>> BEGIN

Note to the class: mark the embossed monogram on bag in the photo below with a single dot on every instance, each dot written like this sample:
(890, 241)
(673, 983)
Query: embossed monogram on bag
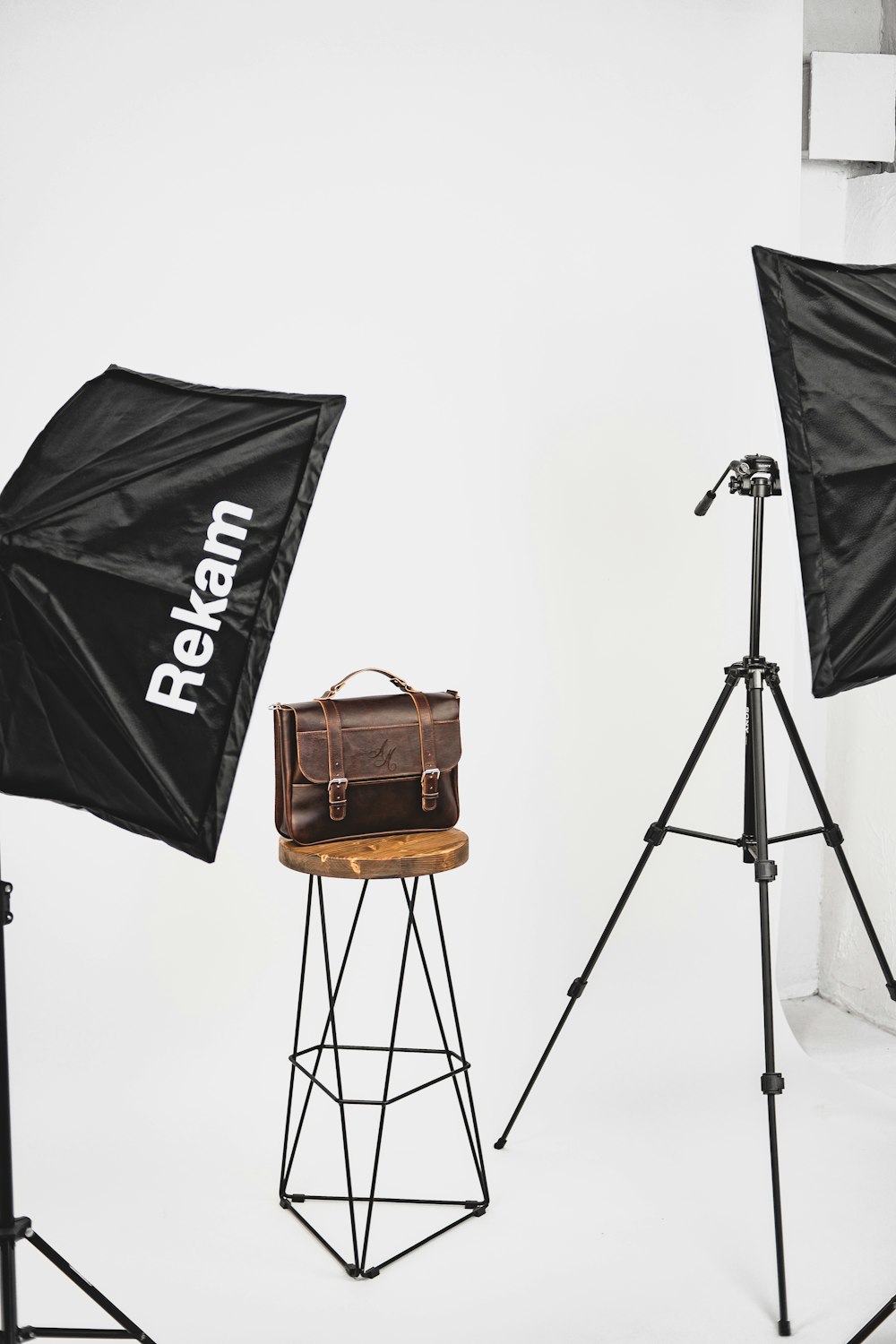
(382, 757)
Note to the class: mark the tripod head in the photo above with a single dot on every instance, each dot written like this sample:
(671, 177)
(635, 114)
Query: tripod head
(755, 476)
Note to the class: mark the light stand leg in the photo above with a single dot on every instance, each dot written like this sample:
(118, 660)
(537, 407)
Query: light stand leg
(772, 1083)
(874, 1322)
(654, 836)
(15, 1228)
(833, 835)
(7, 1210)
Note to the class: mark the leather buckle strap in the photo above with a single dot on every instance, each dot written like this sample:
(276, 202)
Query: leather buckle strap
(430, 788)
(430, 777)
(338, 788)
(338, 793)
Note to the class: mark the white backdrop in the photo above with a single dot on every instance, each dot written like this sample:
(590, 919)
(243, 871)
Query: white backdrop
(516, 236)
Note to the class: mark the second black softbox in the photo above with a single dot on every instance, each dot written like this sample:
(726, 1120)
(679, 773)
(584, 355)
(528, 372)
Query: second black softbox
(831, 331)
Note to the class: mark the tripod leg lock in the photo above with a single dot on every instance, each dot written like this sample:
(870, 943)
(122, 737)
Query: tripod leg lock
(22, 1228)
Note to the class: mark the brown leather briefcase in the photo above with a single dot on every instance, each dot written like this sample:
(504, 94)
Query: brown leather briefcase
(370, 765)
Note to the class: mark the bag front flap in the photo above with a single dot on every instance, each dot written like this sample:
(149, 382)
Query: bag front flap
(381, 737)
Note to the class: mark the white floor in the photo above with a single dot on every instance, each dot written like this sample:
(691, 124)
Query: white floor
(844, 1042)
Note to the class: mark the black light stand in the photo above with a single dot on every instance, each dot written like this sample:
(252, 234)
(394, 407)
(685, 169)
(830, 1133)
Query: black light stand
(13, 1230)
(759, 478)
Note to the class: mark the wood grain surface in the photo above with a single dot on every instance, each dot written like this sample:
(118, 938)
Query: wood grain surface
(379, 857)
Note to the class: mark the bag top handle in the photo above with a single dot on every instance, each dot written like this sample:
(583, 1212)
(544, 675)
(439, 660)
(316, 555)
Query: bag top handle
(395, 680)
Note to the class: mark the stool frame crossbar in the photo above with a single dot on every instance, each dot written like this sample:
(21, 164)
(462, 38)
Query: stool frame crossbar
(457, 1070)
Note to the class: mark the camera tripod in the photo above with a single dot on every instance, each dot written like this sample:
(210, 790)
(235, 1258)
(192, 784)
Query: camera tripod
(759, 478)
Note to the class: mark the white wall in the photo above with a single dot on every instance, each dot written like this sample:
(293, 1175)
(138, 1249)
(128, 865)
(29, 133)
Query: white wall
(517, 237)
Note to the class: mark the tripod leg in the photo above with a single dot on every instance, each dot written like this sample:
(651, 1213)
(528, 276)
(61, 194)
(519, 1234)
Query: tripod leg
(772, 1083)
(874, 1322)
(833, 835)
(654, 836)
(128, 1328)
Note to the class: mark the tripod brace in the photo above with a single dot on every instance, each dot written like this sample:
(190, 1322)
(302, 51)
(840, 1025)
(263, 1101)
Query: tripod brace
(759, 478)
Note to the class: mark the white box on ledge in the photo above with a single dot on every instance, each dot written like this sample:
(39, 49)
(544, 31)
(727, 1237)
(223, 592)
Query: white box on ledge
(852, 107)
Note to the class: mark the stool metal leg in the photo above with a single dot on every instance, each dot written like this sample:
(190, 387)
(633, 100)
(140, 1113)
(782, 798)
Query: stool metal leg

>> END

Reproduce all of the lines above verbatim, omitting the pictures.

Note to the class: mark the embossed monogram on bag in the photo below with a single dot on every instance, each dot written like this sample:
(890, 241)
(673, 983)
Query: embossed monogram on bag
(382, 757)
Note to the class: mark the tripod head in the photo above with a single dot on every instance, each dot written like this sample:
(671, 177)
(635, 114)
Query: tripod head
(755, 476)
Note to the class: mark the light stand leg in the photo above with a single dot on every instance, each dot written like this sample:
(118, 660)
(537, 407)
Query: light stand leg
(772, 1083)
(874, 1322)
(654, 836)
(15, 1228)
(833, 835)
(7, 1210)
Note to the class: mark the leather buckle strap in the photo above with a single dot on every instance, each dot written like this sample:
(276, 202)
Query: leather buckle strap
(430, 788)
(430, 777)
(338, 788)
(338, 793)
Note to the class: mark the white backdrop in the photo above with a single dot on every instance, each dot written like this sample:
(590, 919)
(243, 871)
Query: white backdrop
(516, 236)
Note to the class: mark the second black softbox in the photo above with a single dot on every instance, each dot written like this sample:
(726, 1120)
(679, 773)
(584, 355)
(528, 372)
Query: second black softbox
(831, 331)
Note to the class: mark the tripod leg lock in the photo above with a single dot on every instance, each dot written like this sample:
(870, 943)
(122, 737)
Query: tripod leg lock
(22, 1228)
Note to the class: mark the brown leather briefcase in the photo above with a single dot on every instance, each dot written like this sample:
(504, 94)
Query: brown leather briefcase
(370, 765)
Note to the class: mark the bag front flap in the photo above with a single dot on every instance, each dot written like this sample:
(149, 382)
Query: bag front flap
(381, 737)
Note to the class: mark the white floor in the photo above with a single dot on every instance, each dot written like this sample:
(691, 124)
Query: white floor
(844, 1042)
Note to the class: mark the black light stand in the photo above with a single dot on every instance, each dot written like this sample:
(252, 234)
(394, 407)
(685, 169)
(830, 1133)
Query: black light stand
(13, 1230)
(759, 478)
Note to the class: mark the wood grain surface in the photo above with a single dot on every instance, each dot written like this sample:
(118, 938)
Query: wood grain surface
(379, 857)
Note to the class: mark the bag top handle in the photo above with a single dot on every instance, each dot written like this sample:
(583, 1212)
(544, 675)
(439, 660)
(316, 555)
Query: bag top handle
(395, 680)
Note to the class: mark the stool frame crossbar in the photo above with a single dot on every instance, each dot written like this sample:
(21, 164)
(462, 38)
Query: stool frame crossbar
(457, 1070)
Note to the class: mark the camera tripod in the photo above with a single dot on every instance, each dot written like this sample:
(210, 790)
(235, 1258)
(192, 784)
Query: camera tripod
(759, 478)
Note to the class: mark the white wall in the photo above with a single dot on every instance, each dot written like this sample:
(293, 1175)
(138, 1249)
(128, 865)
(29, 133)
Query: white wall
(517, 237)
Note to the class: mark the tripod leg in the photo above with a single dot on every instance, each dot written like this sample:
(651, 1213)
(528, 276)
(61, 194)
(519, 1234)
Query: tripod leg
(772, 1083)
(874, 1322)
(833, 835)
(654, 836)
(128, 1328)
Note to the class: mark the tripod brace in the photo above with a single dot on every instance, each dot written like this sample:
(190, 1322)
(302, 51)
(840, 1025)
(263, 1101)
Query: tripod brace
(759, 478)
Note to the class: mark the white box on ledge in the photo above with a single dot on every instance, each dot written like this sample:
(39, 49)
(544, 31)
(727, 1237)
(223, 592)
Query: white box on ledge
(852, 107)
Note to the class: mark the stool metal leg in the photo above with a single dot on every instance, each dot written like this sample:
(190, 387)
(633, 100)
(140, 1113)
(782, 798)
Query: stool metal leg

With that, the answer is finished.